• [本文セクション]:

● ● ●

【詳細】ロシア ウクライナに軍事侵攻(28日の動き)

ロシアによるウクライナに対する軍事侵攻が続いています。

ウクライナの各地でロシア軍とウクライナ軍が戦闘を続けていて、大勢の市民が国外へ避難しています。戦闘の状況や関係各国の外交など、ウクライナ情勢をめぐる28日(日本時間)の動きを随時更新でお伝えします。

(日本とウクライナ、ロシアのモスクワとは6時間の時差があります)

ウクライナ 政府高官 “核の脅しに屈しない”

ウクライナの国家安全保障・国防会議のダニロフ書記が28日、首都キーウでNHKのインタビューに応じました。

この中でダニロフ書記は、ウクライナの東部や南部でロシアを後ろ盾とする親ロシア派の勢力が強行した「住民投票」とする活動について、「ウクライナの国土で、ロシアが住民投票を行う権利はない。『住民投票』と呼んでいるが、実態はない」と述べ、全く正当性はないと批判しました。

そして、ロシアが「必要であれば核兵器を使用する権利を持つ」などと、核で威嚇していることについて「プーチンが核を使用するかどうかはプーチンのみが知っている。しかし、ウクライナは、国土を解放する行動を続け、プーチンの脅しには屈しない」と述べました。

また、ロシアが核戦力の使用に踏み切った場合のNATO=北大西洋条約機構の対応については、「ウクライナはNATOの加盟国ではなく、NATOが介入するかどうかは自分は答えられない」と述べたうえで、「世界は、核の使用を認めてはならない」と訴えました。

一方で、ロシア軍が支配地域でウクライナ国民を強制的に動員しているとして「動員されたら、ウクライナ政府に相談するための窓口があり、ウクライナ軍に降伏するよう伝えている」と説明しました。

そのうえで、ダニロフ書記は、東部ハルキウ州の奪還以降の今後の反転攻勢の展望について「すべては計画どおりに進んでいる。しかし忍耐が必要だ」と述べ戦闘が長期化するおそれがあるという考えを示しました。

モルドバ ガブリリツァ首相 「住民投票」を強く非難

ウクライナの隣国、モルドバのガブリリツァ首相がNHKのインタビューに応じ、ウクライナで親ロシア派の勢力が強行した「住民投票」だとする活動について「住民の意思を表したものとは全く言えないものだ」と強く非難しました。

● ● ●

• [出典抜粋]:
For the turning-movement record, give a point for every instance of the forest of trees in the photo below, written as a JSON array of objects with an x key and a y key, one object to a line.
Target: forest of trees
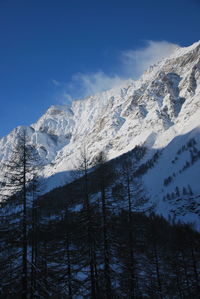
[{"x": 96, "y": 237}]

● ● ●

• [作業指示]: ウクライナ情勢に関する記事のうち、「この中でダニロフ書記は、ウク」を含む箇所から始め、「伝えている」と説明しました。」で終わる部分を、一字一句違えずに書き写してください。

• [本課題の結果]:
この中でダニロフ書記は、ウクライナの東部や南部でロシアを後ろ盾とする親ロシア派の勢力が強行した「住民投票」とする活動について、「ウクライナの国土で、ロシアが住民投票を行う権利はない。『住民投票』と呼んでいるが、実態はない」と述べ、全く正当性はないと批判しました。

そして、ロシアが「必要であれば核兵器を使用する権利を持つ」などと、核で威嚇していることについて「プーチンが核を使用するかどうかはプーチンのみが知っている。しかし、ウクライナは、国土を解放する行動を続け、プーチンの脅しには屈しない」と述べました。

また、ロシアが核戦力の使用に踏み切った場合のNATO=北大西洋条約機構の対応については、「ウクライナはNATOの加盟国ではなく、NATOが介入するかどうかは自分は答えられない」と述べたうえで、「世界は、核の使用を認めてはならない」と訴えました。

一方で、ロシア軍が支配地域でウクライナ国民を強制的に動員しているとして「動員されたら、ウクライナ政府に相談するための窓口があり、ウクライナ軍に降伏するよう伝えている」と説明しました。